■ **TASK REQUIREMENTS**
From the listing below, pick out every line that contains the word "blonde" and copy each one without changes.

■ **RECORD LIST**
....
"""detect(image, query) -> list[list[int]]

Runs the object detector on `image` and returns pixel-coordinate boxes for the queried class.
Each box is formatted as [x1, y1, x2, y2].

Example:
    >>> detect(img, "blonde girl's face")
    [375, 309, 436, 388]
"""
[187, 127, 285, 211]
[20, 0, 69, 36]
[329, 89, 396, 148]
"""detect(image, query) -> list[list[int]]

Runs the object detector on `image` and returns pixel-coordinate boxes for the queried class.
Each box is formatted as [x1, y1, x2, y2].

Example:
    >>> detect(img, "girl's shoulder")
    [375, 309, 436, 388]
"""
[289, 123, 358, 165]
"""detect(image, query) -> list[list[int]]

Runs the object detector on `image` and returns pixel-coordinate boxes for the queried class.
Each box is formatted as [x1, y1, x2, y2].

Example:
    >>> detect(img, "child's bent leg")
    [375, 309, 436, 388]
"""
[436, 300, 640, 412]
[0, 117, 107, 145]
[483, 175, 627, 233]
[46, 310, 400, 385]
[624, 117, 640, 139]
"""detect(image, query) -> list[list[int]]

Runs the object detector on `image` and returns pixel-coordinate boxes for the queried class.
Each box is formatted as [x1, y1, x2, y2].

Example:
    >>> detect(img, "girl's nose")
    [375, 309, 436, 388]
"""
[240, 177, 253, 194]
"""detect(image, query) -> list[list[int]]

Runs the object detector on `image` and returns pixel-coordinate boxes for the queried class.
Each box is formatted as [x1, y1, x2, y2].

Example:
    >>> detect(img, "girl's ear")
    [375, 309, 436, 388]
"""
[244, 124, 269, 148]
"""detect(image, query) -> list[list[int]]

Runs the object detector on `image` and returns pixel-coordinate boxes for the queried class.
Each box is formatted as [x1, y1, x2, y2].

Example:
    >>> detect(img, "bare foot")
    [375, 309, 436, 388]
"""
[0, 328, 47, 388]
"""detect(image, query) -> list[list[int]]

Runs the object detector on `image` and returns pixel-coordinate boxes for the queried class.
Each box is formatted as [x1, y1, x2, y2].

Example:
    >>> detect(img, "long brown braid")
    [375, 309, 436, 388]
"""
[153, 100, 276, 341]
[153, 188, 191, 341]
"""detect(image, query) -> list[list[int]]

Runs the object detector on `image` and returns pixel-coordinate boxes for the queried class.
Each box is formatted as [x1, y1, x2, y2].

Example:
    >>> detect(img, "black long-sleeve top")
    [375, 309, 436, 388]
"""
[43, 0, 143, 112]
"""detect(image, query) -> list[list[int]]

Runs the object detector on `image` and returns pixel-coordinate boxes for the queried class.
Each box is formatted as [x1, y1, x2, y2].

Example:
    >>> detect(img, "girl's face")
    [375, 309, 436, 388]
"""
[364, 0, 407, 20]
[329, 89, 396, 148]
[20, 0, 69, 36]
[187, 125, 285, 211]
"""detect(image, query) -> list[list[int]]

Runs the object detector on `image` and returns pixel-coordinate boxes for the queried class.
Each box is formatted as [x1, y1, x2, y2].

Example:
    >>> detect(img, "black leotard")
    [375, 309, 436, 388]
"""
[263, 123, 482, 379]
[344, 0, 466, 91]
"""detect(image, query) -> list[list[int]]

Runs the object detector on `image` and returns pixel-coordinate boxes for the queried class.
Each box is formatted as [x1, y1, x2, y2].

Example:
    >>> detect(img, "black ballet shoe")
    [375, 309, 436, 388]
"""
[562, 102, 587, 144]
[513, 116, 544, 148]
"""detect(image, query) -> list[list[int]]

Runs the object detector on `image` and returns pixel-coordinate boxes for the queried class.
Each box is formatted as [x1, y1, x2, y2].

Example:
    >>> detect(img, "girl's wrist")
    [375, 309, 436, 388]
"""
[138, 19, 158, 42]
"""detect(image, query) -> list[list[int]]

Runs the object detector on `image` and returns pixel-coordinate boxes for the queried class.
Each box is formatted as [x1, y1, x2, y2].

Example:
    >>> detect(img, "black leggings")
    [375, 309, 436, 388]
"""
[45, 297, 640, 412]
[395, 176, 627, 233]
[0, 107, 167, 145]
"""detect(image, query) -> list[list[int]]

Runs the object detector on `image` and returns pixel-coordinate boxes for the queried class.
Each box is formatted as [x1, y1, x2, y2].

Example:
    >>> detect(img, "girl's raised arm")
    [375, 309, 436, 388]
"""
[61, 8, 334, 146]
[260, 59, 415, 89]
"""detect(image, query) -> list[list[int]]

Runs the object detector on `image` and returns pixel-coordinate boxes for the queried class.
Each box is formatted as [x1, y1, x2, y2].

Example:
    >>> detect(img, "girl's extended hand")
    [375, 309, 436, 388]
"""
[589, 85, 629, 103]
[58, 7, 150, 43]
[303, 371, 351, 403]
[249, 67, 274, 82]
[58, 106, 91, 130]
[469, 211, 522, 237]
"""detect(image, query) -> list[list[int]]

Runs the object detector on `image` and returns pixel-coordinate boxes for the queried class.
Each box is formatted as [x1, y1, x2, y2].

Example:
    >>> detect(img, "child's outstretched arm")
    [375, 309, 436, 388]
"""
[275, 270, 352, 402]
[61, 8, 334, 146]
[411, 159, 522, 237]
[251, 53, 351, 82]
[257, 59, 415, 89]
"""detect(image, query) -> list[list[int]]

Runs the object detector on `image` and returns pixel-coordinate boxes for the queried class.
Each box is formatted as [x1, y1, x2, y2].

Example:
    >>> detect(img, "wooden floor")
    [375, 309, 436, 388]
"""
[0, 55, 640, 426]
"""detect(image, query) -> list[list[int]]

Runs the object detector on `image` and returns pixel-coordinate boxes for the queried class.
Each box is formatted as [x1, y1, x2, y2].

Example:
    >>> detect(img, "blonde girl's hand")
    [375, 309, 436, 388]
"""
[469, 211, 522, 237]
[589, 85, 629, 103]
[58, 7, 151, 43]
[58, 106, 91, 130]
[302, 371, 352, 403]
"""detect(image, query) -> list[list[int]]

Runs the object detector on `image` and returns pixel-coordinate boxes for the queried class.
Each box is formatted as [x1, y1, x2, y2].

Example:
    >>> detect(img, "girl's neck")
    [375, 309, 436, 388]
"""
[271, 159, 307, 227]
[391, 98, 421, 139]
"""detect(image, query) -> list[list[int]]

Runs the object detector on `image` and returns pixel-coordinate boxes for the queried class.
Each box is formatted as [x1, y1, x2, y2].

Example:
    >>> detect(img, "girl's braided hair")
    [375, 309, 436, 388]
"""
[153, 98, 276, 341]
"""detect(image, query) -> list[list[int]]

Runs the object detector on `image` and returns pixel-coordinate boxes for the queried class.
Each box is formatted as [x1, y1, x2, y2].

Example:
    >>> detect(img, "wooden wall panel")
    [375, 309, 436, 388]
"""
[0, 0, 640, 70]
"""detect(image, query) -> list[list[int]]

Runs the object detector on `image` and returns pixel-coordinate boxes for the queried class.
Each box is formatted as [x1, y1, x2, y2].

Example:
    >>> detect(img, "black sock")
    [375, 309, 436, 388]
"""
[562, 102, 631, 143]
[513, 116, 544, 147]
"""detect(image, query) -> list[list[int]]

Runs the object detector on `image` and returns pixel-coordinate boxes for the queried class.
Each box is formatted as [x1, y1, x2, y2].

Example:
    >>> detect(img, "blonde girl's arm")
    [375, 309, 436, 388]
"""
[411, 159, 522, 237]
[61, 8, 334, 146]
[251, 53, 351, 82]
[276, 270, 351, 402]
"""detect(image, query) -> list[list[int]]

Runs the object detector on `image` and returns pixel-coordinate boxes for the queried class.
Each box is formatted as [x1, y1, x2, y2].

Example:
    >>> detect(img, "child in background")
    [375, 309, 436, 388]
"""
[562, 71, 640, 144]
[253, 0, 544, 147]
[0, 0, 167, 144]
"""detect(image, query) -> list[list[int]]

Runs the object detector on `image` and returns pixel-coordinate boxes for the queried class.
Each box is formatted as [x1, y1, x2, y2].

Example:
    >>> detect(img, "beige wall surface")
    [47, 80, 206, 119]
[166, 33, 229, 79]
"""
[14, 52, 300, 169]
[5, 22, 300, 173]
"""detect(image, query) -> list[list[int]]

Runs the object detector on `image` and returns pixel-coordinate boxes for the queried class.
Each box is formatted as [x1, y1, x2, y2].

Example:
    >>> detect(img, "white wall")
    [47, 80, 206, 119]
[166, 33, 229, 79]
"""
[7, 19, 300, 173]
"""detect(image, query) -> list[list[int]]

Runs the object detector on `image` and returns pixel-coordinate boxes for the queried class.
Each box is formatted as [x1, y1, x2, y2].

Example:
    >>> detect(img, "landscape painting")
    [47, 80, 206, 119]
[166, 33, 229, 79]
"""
....
■ **TASK ANSWER**
    >>> detect(img, "blonde girl's face")
    >>> detect(img, "blonde girl's hand")
    >>> detect(img, "blonde girl's arm")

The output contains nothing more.